# Reading text
= = = = =

And what's our philosophy? We're focused on the European mid-market for a specific reason. We believe that Europe is the epicenter of stress and distress globally, and therefore, we are more likely to see more opportunities in Europe than we are elsewhere in the world. Secondly, we're focused on mid-market companies because mid-market companies are less diversified by product and geography, they have less access to the capital markets, and they're more reliant on the banks. And all the evidence shows that the banks are tightening lending standards across Europe and the US. Many of our competitors have become very large indeed, and really only want to invest at least $100 million per deal, which means that they can't focus on smaller cap structures. Because we can focus on smaller cap structures, we see far less competition and therefore believe we can make even higher returns.

= = = = =

# Prompt A
List the traits the investment philosophy passage gives for mid-market companies.
# Prompt B
Answer these from the investment philosophy passage:
(i) Which region is called the epicenter of stress and distress globally?
(ii) At least how much per deal do many competitors want to invest?
(iii) Where does the evidence show banks tightening lending standards?
# Prompt C
Continue the investment philosophy passage from its final sentence, in the same voice.
The items that come next are separate material with no link to the investment philosophy passage.

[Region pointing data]
= = = = =

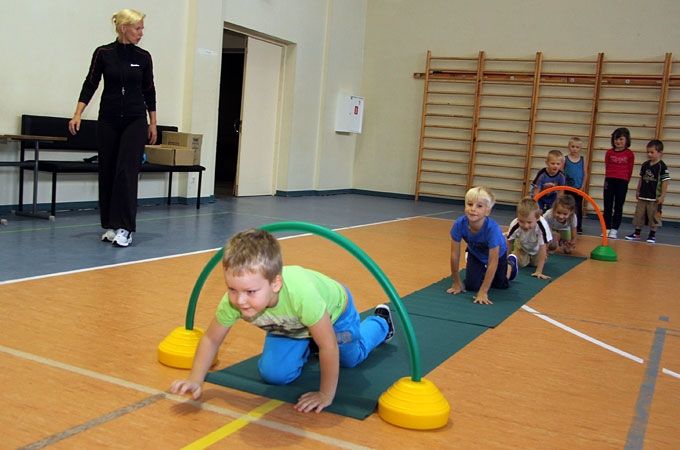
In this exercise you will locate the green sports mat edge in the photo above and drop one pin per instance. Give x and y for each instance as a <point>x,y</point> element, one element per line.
<point>443,323</point>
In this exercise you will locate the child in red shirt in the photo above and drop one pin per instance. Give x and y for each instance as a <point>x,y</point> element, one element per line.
<point>618,168</point>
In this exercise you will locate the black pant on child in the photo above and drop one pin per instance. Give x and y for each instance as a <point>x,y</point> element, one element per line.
<point>615,190</point>
<point>121,146</point>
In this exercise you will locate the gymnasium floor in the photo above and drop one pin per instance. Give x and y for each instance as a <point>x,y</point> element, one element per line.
<point>593,361</point>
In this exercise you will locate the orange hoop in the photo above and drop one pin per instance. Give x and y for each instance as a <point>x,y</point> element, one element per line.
<point>596,254</point>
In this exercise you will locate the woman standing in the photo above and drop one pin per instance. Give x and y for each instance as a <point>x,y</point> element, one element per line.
<point>122,129</point>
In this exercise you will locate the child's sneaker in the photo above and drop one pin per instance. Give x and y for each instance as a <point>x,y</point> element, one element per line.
<point>514,266</point>
<point>109,235</point>
<point>384,312</point>
<point>123,238</point>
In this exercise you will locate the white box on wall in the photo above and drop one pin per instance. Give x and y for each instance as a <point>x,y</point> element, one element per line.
<point>349,114</point>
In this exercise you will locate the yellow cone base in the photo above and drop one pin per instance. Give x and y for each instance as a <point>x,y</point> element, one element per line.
<point>179,347</point>
<point>417,405</point>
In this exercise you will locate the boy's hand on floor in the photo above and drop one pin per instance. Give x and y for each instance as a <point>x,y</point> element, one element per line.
<point>482,299</point>
<point>455,289</point>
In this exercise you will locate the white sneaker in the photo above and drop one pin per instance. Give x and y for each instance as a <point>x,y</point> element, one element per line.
<point>123,238</point>
<point>108,235</point>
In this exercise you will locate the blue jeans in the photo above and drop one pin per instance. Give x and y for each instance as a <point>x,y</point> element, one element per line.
<point>283,357</point>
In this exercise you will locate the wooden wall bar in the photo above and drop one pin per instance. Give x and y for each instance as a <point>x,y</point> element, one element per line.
<point>492,121</point>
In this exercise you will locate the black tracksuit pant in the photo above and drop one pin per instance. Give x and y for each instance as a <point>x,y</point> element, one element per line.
<point>121,146</point>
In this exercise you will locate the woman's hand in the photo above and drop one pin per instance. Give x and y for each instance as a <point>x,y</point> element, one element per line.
<point>74,124</point>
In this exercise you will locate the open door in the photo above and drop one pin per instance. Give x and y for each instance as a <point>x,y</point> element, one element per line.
<point>255,173</point>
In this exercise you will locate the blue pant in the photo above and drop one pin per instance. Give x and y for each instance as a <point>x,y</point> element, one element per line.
<point>283,357</point>
<point>476,269</point>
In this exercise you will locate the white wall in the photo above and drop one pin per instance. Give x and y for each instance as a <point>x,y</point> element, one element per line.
<point>399,33</point>
<point>324,57</point>
<point>47,47</point>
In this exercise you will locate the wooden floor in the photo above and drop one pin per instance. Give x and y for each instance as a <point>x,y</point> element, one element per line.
<point>78,361</point>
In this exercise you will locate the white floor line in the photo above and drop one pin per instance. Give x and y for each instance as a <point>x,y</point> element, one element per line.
<point>160,258</point>
<point>179,399</point>
<point>591,339</point>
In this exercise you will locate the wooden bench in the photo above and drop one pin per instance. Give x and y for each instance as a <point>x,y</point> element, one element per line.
<point>84,141</point>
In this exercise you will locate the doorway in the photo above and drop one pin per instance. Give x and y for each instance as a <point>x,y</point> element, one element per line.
<point>229,113</point>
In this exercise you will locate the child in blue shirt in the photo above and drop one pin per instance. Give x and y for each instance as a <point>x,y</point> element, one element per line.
<point>549,176</point>
<point>488,264</point>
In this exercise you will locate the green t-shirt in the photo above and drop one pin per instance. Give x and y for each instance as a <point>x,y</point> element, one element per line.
<point>303,299</point>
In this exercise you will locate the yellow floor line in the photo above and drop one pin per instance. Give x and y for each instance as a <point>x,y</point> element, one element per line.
<point>219,434</point>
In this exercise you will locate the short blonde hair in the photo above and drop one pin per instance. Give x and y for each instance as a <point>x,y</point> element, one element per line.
<point>253,250</point>
<point>528,206</point>
<point>575,140</point>
<point>481,193</point>
<point>126,17</point>
<point>555,154</point>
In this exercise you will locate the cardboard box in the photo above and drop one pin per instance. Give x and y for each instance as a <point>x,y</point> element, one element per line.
<point>170,155</point>
<point>194,141</point>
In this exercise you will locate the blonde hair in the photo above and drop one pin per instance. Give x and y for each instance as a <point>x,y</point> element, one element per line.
<point>575,140</point>
<point>481,193</point>
<point>126,17</point>
<point>566,201</point>
<point>527,206</point>
<point>253,250</point>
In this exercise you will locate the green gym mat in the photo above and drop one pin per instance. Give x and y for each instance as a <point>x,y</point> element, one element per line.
<point>443,324</point>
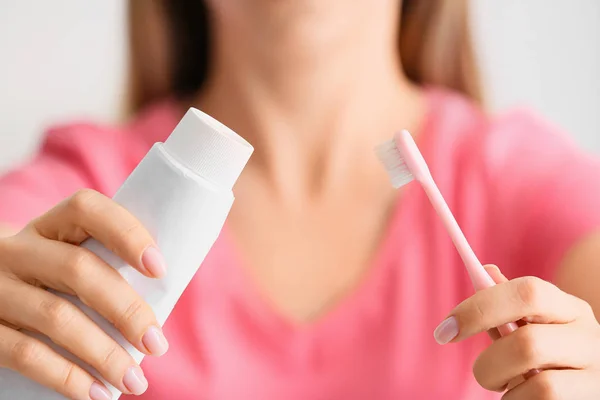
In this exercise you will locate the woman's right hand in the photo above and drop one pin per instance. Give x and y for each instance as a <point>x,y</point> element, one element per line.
<point>46,254</point>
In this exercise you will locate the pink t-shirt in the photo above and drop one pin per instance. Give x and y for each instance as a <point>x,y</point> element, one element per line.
<point>522,192</point>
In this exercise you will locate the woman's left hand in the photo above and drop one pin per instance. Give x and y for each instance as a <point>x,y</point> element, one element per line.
<point>561,338</point>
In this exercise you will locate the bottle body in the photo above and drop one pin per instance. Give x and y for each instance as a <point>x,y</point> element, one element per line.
<point>185,214</point>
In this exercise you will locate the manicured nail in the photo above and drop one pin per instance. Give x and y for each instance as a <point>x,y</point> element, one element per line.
<point>155,342</point>
<point>154,262</point>
<point>99,392</point>
<point>446,331</point>
<point>135,381</point>
<point>492,268</point>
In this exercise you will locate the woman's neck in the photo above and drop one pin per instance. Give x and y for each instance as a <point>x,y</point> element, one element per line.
<point>311,84</point>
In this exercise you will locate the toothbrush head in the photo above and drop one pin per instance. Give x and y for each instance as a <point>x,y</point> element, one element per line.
<point>402,160</point>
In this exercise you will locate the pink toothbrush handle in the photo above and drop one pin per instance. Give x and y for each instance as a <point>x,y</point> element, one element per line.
<point>479,276</point>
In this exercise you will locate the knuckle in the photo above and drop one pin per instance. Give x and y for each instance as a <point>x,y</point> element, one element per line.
<point>479,374</point>
<point>77,263</point>
<point>25,354</point>
<point>586,308</point>
<point>131,314</point>
<point>545,387</point>
<point>59,313</point>
<point>530,290</point>
<point>81,200</point>
<point>131,234</point>
<point>526,345</point>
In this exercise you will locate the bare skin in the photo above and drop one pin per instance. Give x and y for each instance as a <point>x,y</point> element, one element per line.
<point>302,88</point>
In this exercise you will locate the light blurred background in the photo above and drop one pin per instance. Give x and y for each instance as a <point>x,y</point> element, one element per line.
<point>66,59</point>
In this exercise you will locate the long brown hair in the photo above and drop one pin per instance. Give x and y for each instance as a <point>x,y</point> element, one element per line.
<point>171,57</point>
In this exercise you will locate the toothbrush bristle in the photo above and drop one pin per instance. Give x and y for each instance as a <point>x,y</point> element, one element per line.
<point>392,160</point>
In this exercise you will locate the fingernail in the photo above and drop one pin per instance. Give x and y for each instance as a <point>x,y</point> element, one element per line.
<point>155,342</point>
<point>493,268</point>
<point>99,392</point>
<point>446,331</point>
<point>154,262</point>
<point>135,381</point>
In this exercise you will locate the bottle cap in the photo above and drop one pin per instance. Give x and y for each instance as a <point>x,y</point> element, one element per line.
<point>209,148</point>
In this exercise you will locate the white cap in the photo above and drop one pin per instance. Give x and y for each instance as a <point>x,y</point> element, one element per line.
<point>209,148</point>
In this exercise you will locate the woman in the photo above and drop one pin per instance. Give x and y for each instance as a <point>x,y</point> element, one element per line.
<point>324,283</point>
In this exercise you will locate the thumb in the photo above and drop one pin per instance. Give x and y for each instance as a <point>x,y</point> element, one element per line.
<point>495,273</point>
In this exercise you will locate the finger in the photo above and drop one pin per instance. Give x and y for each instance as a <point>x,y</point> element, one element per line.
<point>495,273</point>
<point>553,384</point>
<point>68,327</point>
<point>529,298</point>
<point>73,269</point>
<point>90,214</point>
<point>534,347</point>
<point>40,363</point>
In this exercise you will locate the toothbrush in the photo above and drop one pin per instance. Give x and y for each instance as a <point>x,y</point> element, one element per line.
<point>404,163</point>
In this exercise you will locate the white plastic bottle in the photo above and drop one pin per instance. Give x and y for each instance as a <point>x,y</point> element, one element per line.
<point>181,192</point>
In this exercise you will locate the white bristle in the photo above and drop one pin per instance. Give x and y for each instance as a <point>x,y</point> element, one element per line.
<point>392,160</point>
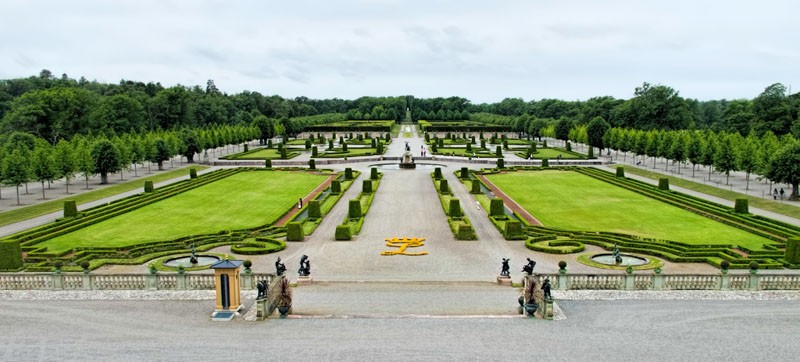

= = = = =

# Exercise response A
- Less diversified by product and geography
- Less access to the capital markets
- More reliant on the banks

# Exercise response B
(i) Europe
(ii) $100 million
(iii) Across Europe and the US

# Exercise response C
And what do we think the market opportunity is? We believe Europe is the epicenter of stress and distress, mainly because we believe many companies, particularly mid-market companies, have encountered a perfect storm of issues over the past three years, starting with COVID, where companies had to borrow more money to survive. Companies were then confronted with supply disruptions, hyper energy inflation, commodity inflation now feeding through to wage inflation, and an interest rate cycle that would have caused disruption on its own. The two main sources of opportunity for the special situations team is the high yield bond market and leveraged loan market, and the European banking system. In terms of the high yield bond market and leveraged loan market, the first thing to say is that these markets are now twice the size that they were at the end of the global financial crisis. The markets have forerun the default cycle, so there are literally hundreds of bonds trading at significantly below par. The second source of opportunity is the European banking system. European banks fund €7 trillion of lending into the European economy. Non-performing loans are rising, and the banks are no longer set up to deal with non-performing loans like they were in previous cycles. The final point is that the banks are well-capitalized, which means that they can sell non-performing loans earlier than they have done in previous cycles.
Key points:
In our judgement, the mid-market is less competitive and offers more opportunities.
We are looking at companies undergoing stress, distress and rescue financing.
We believe Europe is the epicenter of stress globally, mainly because companies have encountered a perfect storm of issues.